**Excerpt**

Voices of Former Slaves Preserved in the Mahoning Valley
YOUNGSTOWN, Ohio – One summer day in 1937, an employee of the Works Progress Administration – the WPA – ascended the porch steps of a small bungalow at 1671 Jacobs Road in the Sharon Line district of Youngstown’s east side.
Frank M. Smith had a singular task: to track down and interview former slaves who had experienced the hardships of plantation life during the mid-19th century.
It was here he found Melissa Barden, who was born near Summersville, Georgia, on a plantation owned by David Lowe in Chattooga County. The date of her birth is unknown, and when asked how old she was, she replied, “I’s way up yonder somewhere between 80 or 90 years.”
During the 1930s, writers, sociologists, folklorists and historians fanned out mostly across the South and Midwest in an effort to preserve the heritage and recollections of former slaves. More than 2,300, were interviewed for the WPA – sponsored Federal Writers’ Project. Most still lived in the South, but more than 30 were located in Ohio. Three of them lived in the Mahoning Valley.
The interviews were compiled into 17 volumes of transcribed accounts titled “Slave Narratives: A Folk History of Slavery in the United States From Interviews With Former Slaves.” Interviewers were not trained in the phonetic transcription of speech, but were urged that language with different pronunciations than the norm “should be recorded as heard,” thus reproducing the dialect in the transcripts. All quotations are verbatim from those reports.

**Dataset excerpts**
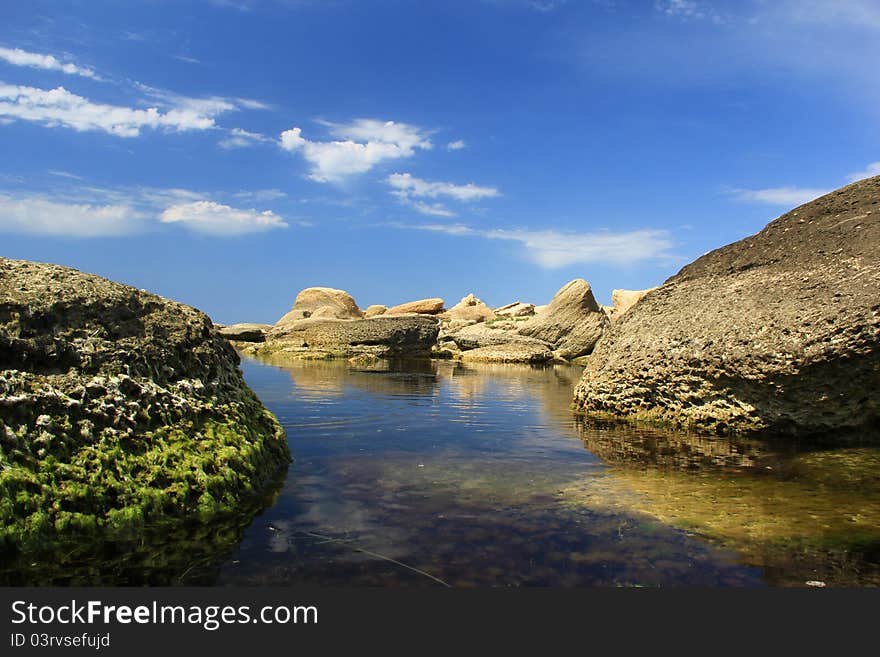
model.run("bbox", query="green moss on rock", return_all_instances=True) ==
[0,259,290,550]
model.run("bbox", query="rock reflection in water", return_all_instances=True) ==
[566,422,880,586]
[219,361,761,587]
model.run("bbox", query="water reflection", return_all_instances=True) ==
[218,361,762,587]
[8,360,880,587]
[566,423,880,586]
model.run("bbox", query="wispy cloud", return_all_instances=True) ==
[846,162,880,182]
[159,201,287,236]
[728,187,831,207]
[394,224,675,269]
[218,128,275,150]
[0,177,292,237]
[281,119,432,182]
[0,83,215,137]
[0,46,101,80]
[0,194,147,237]
[386,173,500,201]
[385,173,500,217]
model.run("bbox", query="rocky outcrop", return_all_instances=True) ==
[446,322,550,350]
[385,297,443,315]
[575,177,880,440]
[214,323,272,342]
[275,287,363,326]
[461,342,553,363]
[441,294,495,322]
[519,278,609,360]
[603,287,657,320]
[495,301,535,317]
[254,314,439,358]
[0,258,290,545]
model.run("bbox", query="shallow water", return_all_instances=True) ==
[0,359,880,587]
[208,361,880,587]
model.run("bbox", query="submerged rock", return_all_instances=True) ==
[385,297,443,315]
[214,323,272,342]
[461,342,553,363]
[256,314,439,358]
[275,287,363,326]
[603,287,657,320]
[519,278,609,359]
[0,258,290,545]
[446,322,550,350]
[495,301,535,317]
[575,177,880,439]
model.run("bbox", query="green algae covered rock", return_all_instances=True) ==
[0,258,290,547]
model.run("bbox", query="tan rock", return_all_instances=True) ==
[519,278,609,359]
[441,294,495,322]
[275,287,363,326]
[610,287,657,319]
[384,297,444,315]
[364,304,388,317]
[495,301,535,317]
[214,323,272,342]
[446,322,549,349]
[265,315,439,358]
[461,342,553,363]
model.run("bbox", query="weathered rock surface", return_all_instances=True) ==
[0,258,290,545]
[441,294,495,322]
[385,297,443,315]
[214,323,272,342]
[575,177,880,439]
[461,342,553,363]
[609,287,657,320]
[519,278,609,359]
[495,301,535,317]
[275,287,363,326]
[447,323,550,350]
[257,314,439,358]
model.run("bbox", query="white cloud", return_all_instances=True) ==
[395,224,674,269]
[0,46,101,80]
[408,201,455,217]
[0,83,215,137]
[219,128,273,150]
[281,119,432,182]
[0,194,145,237]
[730,187,831,207]
[385,173,499,217]
[386,173,500,202]
[159,201,287,235]
[847,162,880,182]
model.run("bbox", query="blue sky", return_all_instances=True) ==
[0,0,880,323]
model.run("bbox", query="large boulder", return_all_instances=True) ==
[519,278,609,359]
[575,177,880,439]
[0,258,290,545]
[263,314,439,358]
[441,294,495,322]
[275,287,363,326]
[385,297,443,315]
[214,323,272,342]
[603,287,657,321]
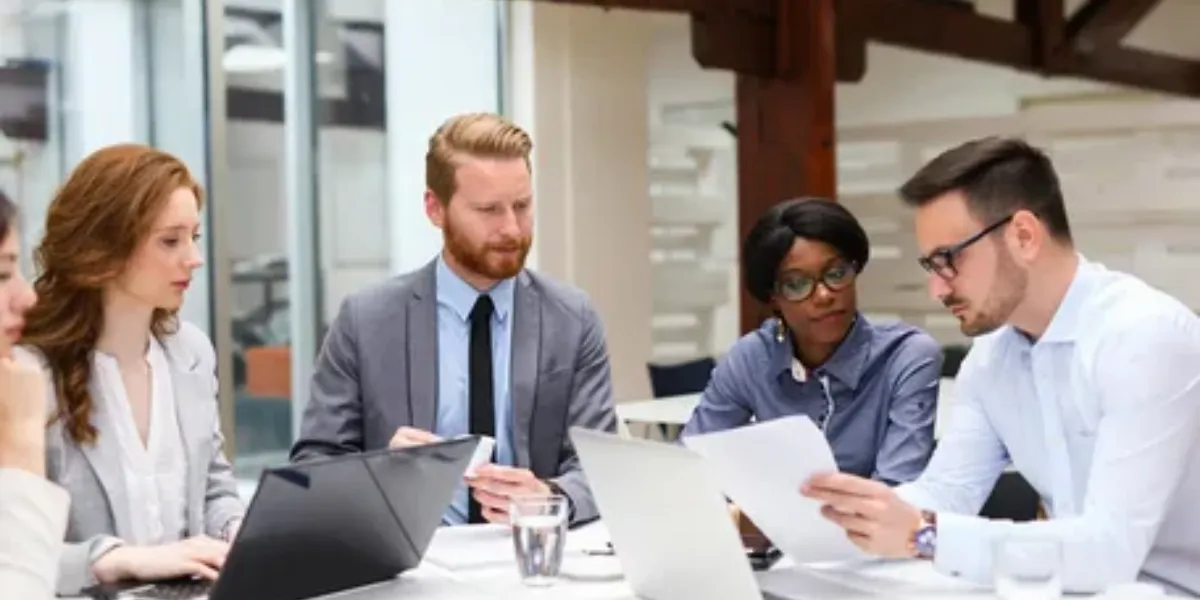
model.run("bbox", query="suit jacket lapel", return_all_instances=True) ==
[172,370,217,535]
[509,271,542,468]
[163,338,217,535]
[75,398,136,539]
[404,262,438,431]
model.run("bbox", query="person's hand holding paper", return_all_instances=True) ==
[683,416,863,563]
[800,473,922,558]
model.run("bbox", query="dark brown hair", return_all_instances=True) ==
[20,144,200,444]
[900,137,1070,244]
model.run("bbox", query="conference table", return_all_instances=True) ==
[322,523,1017,600]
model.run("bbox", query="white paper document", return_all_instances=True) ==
[683,416,865,563]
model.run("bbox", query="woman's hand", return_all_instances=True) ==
[92,535,229,583]
[0,358,46,476]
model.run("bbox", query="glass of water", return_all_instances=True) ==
[509,496,568,587]
[991,535,1062,600]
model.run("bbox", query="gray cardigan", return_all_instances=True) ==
[14,323,246,595]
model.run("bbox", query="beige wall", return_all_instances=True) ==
[510,2,652,401]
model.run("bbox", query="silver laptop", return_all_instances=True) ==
[570,427,878,600]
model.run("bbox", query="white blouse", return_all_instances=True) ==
[92,341,187,545]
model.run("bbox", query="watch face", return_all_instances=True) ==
[914,523,937,558]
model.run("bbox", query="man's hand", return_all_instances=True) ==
[467,464,550,523]
[0,358,47,476]
[388,427,442,449]
[800,473,920,558]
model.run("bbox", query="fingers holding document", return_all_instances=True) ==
[800,473,922,558]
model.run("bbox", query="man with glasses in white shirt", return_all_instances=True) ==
[800,138,1200,594]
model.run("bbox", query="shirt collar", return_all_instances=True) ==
[772,313,874,389]
[434,254,514,323]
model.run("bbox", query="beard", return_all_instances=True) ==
[942,252,1028,337]
[442,217,533,281]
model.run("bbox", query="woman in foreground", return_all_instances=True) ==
[0,192,71,600]
[17,144,245,595]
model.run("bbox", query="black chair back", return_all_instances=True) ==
[647,356,716,398]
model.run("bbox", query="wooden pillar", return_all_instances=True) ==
[736,0,838,332]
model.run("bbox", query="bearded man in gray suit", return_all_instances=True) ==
[292,113,617,524]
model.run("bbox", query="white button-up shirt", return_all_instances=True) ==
[92,341,187,545]
[899,257,1200,594]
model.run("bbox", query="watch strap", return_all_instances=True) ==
[912,510,937,560]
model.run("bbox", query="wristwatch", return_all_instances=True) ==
[912,510,937,560]
[541,479,575,521]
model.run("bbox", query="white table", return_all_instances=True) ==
[329,526,1017,600]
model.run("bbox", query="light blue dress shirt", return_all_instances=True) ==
[433,256,516,524]
[898,257,1200,594]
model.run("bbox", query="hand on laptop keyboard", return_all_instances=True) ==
[95,535,229,583]
[126,580,212,600]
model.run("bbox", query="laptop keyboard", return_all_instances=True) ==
[126,581,212,600]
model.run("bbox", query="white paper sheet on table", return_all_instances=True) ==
[683,416,864,563]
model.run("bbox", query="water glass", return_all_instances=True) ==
[509,496,568,587]
[992,535,1062,600]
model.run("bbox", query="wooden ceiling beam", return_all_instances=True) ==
[1066,0,1160,53]
[1013,0,1068,73]
[532,0,776,20]
[1068,46,1200,97]
[838,0,1033,68]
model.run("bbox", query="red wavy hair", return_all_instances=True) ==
[20,144,202,444]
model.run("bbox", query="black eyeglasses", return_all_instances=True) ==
[775,263,858,302]
[917,215,1013,280]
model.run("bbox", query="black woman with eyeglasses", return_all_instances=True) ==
[683,198,942,485]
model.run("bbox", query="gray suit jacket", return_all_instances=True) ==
[16,323,246,595]
[292,262,617,522]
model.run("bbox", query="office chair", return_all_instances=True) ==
[646,356,716,439]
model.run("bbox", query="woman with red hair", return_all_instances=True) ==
[17,144,245,595]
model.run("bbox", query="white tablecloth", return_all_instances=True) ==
[332,524,1012,600]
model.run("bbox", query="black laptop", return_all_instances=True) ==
[91,437,478,600]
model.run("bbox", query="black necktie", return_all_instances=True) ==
[467,294,496,523]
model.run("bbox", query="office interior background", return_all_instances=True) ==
[0,0,1200,494]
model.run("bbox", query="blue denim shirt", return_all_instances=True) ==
[683,314,942,485]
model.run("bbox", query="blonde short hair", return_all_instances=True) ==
[425,113,533,204]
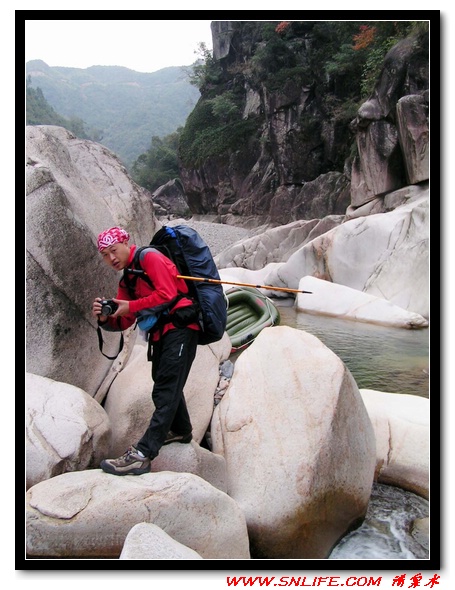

**Short task 1**
According to the article on former slaves' voices, how many former slaves were interviewed for the Federal Writers' Project?
**Short task 2**
In the article on former slaves' voices, write out the passage starting with "Frank M. Smith" and going on through "the Mahoning Valley.", swapping "plantation" for "estate".

**Task solution 1**
More than 2,300.

**Task solution 2**
Frank M. Smith had a singular task: to track down and interview former slaves who had experienced the hardships of estate life during the mid-19th century.
It was here he found Melissa Barden, who was born near Summersville, Georgia, on a estate owned by David Lowe in Chattooga County. The date of her birth is unknown, and when asked how old she was, she replied, “I’s way up yonder somewhere between 80 or 90 years.”
During the 1930s, writers, sociologists, folklorists and historians fanned out mostly across the South and Midwest in an effort to preserve the heritage and recollections of former slaves. More than 2,300, were interviewed for the WPA – sponsored Federal Writers’ Project. Most still lived in the South, but more than 30 were located in Ohio. Three of them lived in the Mahoning Valley.